____ DATA RECORDS

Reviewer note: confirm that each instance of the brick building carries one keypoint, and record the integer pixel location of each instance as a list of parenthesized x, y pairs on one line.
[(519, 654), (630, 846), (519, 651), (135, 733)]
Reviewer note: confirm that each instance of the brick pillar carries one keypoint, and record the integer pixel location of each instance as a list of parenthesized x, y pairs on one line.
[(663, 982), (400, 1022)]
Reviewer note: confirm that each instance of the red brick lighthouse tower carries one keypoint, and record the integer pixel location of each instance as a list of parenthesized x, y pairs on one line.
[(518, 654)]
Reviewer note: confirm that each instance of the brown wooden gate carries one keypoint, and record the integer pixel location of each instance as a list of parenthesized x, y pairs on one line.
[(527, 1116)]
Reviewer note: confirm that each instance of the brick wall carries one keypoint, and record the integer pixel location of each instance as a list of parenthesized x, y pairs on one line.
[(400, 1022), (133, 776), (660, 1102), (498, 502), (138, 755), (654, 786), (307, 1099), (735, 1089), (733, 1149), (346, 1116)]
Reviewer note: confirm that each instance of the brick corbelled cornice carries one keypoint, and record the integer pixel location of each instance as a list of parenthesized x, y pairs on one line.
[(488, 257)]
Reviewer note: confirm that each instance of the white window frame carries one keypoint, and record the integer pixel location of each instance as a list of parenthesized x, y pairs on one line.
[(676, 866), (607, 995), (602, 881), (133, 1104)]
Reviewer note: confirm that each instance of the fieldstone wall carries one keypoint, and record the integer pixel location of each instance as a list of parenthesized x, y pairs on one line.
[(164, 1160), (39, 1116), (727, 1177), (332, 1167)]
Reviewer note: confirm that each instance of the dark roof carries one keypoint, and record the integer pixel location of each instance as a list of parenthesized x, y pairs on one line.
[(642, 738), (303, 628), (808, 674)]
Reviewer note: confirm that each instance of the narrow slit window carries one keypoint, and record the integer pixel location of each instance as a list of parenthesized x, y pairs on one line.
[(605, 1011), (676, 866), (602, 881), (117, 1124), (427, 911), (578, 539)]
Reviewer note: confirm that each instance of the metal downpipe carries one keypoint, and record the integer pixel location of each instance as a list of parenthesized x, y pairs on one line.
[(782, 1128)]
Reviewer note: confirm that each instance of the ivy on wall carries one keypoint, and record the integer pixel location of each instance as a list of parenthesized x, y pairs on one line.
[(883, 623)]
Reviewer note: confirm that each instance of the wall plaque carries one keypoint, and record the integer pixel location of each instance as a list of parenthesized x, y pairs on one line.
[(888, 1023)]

________

> [TO DO]:
Transcribe every entry in the listing, word for word.

> [WRITTEN SOLUTION]:
Reviewer note: confirm that each instance of the brick building carries one keypoint, and record the integer pixel location of each instance as a list of parenthesized x, y pairs on one line.
[(519, 654), (630, 846), (519, 651), (135, 733)]
Reviewer note: confirm that each instance of the brick pillar carries one keypoint, and record the integer pixel location of each instance as a list of parenthesized x, y pairs on one line.
[(663, 982), (400, 1022)]
Reviewer note: confirm that each instance of the red brick lighthouse tower carries one keypoint, and record the integer pixel location of each instance as a list of parenthesized x, y pairs on one line.
[(518, 654)]
Reviewer note: confirm that each instance of the brown wooden gate carries one keypoint, and record the integer pixel location of each instance as a list of parenthesized x, y pairs on one line.
[(527, 1116)]
Reviewer note: confirm that each instance of the brick wall carries one keypoint, and record the integer pixel location of each instance as a list of parenthesized x, y pairs on one line.
[(400, 1022), (133, 776), (660, 1102), (498, 502), (138, 755), (654, 786), (307, 1099), (735, 1089), (733, 1149), (346, 1116)]
Reviewer note: confirm that each instance of the brick corbelled cornice carries one keypoint, and record the integer pixel location of each instance as a list of parenthesized x, y pairs on one line.
[(488, 257)]
Reviewer note: confirm that each instance of the white window frame carries one keypoint, and record the integer pixel location of each instance as a list of parenthesized x, y pairs on one line.
[(676, 866), (607, 995), (602, 881), (133, 1104)]
Reviewer note: confirm that each instance of the fieldstone wall carries one keypoint, and record the integer pixel location of each instance as a list of parenthesized x, y pairs on one line.
[(164, 1160), (39, 1116), (727, 1177), (332, 1167)]
Reviewer note: confirm that each instance of the dark roof carries one keypoint, and record the integer pixel location of each instance as a list of parenthesized x, y pairs on one line.
[(642, 738), (303, 628), (808, 674)]
Reviewer note: confirm that each instance of the narrow slit window carries one keypoint, and record the integer pixel location of each instance as a list of parenthesized x, y pairs on one line.
[(605, 1011), (676, 866), (602, 881), (117, 1124), (427, 911), (578, 539)]
Reviewer note: confirm that each instance of the metal downpipe carries one keypoint, and record the integer pixel location of each instance as a list of parenthesized x, y pairs on one line.
[(782, 1128)]
Reviewer note: confirm that each instance of the ivy on wall carries one keypoint, and record the integer pixel location of each instance as a list of parenthesized x, y pairs on one line.
[(883, 623)]
Reviewer note: confirm that each instance of the wall plaque carries one keypoint, and record the integer pixel location of each instance as a list of parenthesized x, y pairs on one line.
[(888, 1023)]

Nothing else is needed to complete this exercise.